TO DO.
Swap "black car" for "dark sedan" in the items, starting at the line with "the grass lawn?" and continuing up to and including the final line. Reproduce only those lines, with nothing else changed.

___ THE RECORDS

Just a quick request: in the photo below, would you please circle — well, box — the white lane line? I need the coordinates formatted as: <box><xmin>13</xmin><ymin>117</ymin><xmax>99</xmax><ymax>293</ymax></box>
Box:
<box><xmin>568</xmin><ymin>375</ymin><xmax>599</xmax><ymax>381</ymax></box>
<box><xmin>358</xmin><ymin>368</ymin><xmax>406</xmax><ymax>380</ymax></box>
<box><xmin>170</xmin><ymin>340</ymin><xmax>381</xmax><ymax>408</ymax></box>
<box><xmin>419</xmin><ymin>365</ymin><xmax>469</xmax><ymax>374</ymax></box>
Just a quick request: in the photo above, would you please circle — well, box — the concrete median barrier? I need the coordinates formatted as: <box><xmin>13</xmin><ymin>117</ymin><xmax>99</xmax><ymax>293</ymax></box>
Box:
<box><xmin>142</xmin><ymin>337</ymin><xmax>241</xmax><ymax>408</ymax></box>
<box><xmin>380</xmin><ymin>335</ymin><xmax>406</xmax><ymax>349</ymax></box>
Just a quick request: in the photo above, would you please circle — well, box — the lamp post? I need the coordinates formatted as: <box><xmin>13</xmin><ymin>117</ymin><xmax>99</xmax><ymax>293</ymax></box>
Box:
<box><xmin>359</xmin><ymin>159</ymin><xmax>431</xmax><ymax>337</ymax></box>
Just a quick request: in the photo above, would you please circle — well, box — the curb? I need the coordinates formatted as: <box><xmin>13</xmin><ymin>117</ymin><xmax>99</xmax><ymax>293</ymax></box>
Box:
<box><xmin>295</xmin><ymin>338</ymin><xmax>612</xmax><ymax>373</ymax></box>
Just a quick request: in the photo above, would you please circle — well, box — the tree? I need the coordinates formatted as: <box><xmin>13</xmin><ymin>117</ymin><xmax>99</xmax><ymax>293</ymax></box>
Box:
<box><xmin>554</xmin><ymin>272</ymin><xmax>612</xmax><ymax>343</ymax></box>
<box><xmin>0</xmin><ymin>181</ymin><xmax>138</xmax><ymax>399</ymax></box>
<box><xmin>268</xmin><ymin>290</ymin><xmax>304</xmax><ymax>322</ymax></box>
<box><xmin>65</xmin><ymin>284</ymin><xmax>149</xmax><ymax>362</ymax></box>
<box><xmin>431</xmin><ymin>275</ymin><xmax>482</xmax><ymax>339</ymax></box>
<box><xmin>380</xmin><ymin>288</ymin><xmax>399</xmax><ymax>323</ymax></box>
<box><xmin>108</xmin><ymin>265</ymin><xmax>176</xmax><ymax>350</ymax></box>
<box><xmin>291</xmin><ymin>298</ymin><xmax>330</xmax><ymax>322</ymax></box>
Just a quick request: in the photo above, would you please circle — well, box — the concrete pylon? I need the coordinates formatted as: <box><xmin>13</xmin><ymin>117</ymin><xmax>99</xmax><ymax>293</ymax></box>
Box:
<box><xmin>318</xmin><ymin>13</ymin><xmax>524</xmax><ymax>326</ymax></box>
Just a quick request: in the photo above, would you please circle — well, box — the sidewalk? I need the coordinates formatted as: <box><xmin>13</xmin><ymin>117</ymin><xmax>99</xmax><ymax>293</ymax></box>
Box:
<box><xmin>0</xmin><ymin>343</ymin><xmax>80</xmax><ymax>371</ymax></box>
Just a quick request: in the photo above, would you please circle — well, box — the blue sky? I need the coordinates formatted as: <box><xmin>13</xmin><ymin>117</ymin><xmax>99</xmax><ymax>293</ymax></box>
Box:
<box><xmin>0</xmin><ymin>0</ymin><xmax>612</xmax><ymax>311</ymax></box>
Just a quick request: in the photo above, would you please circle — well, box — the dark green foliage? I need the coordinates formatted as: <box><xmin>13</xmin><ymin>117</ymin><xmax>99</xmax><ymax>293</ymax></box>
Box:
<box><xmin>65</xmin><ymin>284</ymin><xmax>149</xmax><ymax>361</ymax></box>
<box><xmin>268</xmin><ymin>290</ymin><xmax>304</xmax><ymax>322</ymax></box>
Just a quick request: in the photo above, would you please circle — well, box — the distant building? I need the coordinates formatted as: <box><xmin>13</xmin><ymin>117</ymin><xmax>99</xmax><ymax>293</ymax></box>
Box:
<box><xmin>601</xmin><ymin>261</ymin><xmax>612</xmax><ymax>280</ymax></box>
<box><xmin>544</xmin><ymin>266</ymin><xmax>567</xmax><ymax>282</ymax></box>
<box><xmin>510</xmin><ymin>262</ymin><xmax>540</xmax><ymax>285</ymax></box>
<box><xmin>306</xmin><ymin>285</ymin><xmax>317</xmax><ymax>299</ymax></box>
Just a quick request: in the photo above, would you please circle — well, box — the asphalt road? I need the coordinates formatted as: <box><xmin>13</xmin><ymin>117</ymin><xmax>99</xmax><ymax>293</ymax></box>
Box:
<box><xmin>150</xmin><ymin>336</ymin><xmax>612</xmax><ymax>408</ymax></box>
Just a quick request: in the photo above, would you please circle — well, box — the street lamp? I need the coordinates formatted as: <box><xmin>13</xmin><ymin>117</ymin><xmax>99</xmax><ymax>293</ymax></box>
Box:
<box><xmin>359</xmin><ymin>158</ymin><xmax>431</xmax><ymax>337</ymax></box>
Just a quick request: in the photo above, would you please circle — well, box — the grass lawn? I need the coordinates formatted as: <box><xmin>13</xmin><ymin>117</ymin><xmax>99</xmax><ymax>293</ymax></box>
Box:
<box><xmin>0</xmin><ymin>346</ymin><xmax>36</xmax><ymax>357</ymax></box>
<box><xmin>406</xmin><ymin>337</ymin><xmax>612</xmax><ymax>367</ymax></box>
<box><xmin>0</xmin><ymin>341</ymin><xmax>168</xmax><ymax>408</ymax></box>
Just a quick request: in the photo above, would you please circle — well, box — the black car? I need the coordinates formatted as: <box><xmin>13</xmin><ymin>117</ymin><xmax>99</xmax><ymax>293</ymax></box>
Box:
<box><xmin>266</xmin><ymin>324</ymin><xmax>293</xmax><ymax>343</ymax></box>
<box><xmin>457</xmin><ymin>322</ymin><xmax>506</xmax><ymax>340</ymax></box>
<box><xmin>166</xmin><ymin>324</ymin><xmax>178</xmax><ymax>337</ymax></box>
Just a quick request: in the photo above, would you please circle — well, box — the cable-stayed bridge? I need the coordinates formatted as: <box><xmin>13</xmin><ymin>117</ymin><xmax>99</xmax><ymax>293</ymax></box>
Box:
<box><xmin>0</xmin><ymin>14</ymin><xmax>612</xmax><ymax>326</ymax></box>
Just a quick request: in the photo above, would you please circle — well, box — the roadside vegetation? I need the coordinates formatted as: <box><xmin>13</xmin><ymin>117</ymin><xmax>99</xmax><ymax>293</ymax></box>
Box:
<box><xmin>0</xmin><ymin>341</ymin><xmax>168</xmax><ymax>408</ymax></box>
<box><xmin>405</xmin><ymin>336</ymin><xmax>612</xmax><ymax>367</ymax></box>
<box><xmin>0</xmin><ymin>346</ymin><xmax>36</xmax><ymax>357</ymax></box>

______

THE RESULT.
Just a quick request: in the photo above, would you please circle — well, box — the grass lawn? I need the coordinates formatted as: <box><xmin>13</xmin><ymin>117</ymin><xmax>99</xmax><ymax>293</ymax></box>
Box:
<box><xmin>0</xmin><ymin>346</ymin><xmax>36</xmax><ymax>357</ymax></box>
<box><xmin>406</xmin><ymin>337</ymin><xmax>612</xmax><ymax>367</ymax></box>
<box><xmin>0</xmin><ymin>341</ymin><xmax>168</xmax><ymax>408</ymax></box>
Just a quick request: in the photo above, would you please circle — well, box — the dark sedan? I need the coordinates formatted as: <box><xmin>13</xmin><ymin>117</ymin><xmax>99</xmax><ymax>293</ymax></box>
Box:
<box><xmin>266</xmin><ymin>324</ymin><xmax>293</xmax><ymax>343</ymax></box>
<box><xmin>457</xmin><ymin>322</ymin><xmax>506</xmax><ymax>340</ymax></box>
<box><xmin>166</xmin><ymin>324</ymin><xmax>178</xmax><ymax>337</ymax></box>
Just a quick request: in the photo above, would you please circle — well, box — the cable-stayed bridge? I need the coordinates formatted as: <box><xmin>13</xmin><ymin>117</ymin><xmax>99</xmax><ymax>293</ymax></box>
Box:
<box><xmin>0</xmin><ymin>14</ymin><xmax>612</xmax><ymax>326</ymax></box>
Just a quick request: in the photo above, would you please circle — well, box — the roadside vegetation? I need the coordinates formatted as: <box><xmin>13</xmin><ymin>117</ymin><xmax>99</xmax><ymax>293</ymax></box>
Box:
<box><xmin>0</xmin><ymin>341</ymin><xmax>168</xmax><ymax>408</ymax></box>
<box><xmin>405</xmin><ymin>336</ymin><xmax>612</xmax><ymax>367</ymax></box>
<box><xmin>0</xmin><ymin>346</ymin><xmax>36</xmax><ymax>357</ymax></box>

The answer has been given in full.